───── Data to process ─────
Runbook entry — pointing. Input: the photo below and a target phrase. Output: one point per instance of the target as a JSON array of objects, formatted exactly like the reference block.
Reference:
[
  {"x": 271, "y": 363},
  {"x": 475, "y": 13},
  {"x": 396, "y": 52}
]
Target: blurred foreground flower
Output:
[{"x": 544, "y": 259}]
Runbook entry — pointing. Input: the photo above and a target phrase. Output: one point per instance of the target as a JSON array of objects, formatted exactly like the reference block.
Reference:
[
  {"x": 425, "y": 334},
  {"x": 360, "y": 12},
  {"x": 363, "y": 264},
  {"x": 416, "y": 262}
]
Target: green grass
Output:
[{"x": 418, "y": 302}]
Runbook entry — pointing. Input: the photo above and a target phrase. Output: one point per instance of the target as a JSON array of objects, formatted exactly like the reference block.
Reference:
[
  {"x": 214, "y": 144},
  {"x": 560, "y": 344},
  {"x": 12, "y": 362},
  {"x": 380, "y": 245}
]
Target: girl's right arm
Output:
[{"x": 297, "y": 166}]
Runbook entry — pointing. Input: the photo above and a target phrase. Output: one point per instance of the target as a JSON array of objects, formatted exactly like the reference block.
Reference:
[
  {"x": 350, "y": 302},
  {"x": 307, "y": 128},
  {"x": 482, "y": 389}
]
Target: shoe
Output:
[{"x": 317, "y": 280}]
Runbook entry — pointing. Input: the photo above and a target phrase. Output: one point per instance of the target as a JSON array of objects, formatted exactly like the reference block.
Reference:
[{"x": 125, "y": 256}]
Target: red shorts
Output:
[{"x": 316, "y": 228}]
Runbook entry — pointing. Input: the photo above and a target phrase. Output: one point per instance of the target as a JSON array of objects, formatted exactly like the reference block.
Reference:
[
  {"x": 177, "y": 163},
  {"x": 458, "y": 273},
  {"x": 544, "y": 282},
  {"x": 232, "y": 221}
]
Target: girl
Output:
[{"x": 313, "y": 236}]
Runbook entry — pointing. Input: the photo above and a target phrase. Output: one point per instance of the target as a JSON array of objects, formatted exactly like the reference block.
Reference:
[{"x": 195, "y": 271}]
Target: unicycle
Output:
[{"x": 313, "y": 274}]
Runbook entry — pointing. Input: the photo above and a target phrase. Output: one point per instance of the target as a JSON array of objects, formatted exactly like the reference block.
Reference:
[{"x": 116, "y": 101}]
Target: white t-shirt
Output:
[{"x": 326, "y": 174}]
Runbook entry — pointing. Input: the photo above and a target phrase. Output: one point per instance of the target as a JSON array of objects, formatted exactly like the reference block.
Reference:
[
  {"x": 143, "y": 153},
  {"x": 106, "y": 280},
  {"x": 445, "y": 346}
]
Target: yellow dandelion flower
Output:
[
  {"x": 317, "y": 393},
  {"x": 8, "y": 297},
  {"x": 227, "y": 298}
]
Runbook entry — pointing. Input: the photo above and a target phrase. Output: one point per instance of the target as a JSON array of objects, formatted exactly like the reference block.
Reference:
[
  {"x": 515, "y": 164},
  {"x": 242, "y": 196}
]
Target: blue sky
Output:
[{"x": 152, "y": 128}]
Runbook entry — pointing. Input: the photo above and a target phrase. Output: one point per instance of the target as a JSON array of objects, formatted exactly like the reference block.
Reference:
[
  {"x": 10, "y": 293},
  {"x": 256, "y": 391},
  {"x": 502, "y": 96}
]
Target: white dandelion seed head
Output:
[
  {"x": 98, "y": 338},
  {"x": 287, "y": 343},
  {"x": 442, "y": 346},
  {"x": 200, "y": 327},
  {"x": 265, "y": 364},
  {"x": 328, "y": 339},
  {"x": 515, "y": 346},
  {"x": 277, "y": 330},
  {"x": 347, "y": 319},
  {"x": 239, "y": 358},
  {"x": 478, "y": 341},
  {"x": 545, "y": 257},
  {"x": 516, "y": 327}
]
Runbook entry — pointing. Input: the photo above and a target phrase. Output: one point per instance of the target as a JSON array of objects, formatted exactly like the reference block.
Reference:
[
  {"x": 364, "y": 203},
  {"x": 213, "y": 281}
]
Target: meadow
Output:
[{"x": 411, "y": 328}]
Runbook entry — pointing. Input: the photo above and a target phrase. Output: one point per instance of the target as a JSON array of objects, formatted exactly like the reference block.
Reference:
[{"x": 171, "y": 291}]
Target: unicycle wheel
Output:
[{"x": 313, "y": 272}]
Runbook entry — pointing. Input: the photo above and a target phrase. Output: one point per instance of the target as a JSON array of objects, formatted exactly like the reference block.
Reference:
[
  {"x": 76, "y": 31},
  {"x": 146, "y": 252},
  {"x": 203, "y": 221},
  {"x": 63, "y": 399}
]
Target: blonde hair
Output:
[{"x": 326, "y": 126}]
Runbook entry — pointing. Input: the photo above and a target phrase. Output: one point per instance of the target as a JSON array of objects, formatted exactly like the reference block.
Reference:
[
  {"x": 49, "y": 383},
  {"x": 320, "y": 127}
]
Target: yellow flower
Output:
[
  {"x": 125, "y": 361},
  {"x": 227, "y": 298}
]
─────
**Goal of the exercise**
From the records above, pull every line that carries the word "unicycle".

**Task output**
Target: unicycle
Target: unicycle wheel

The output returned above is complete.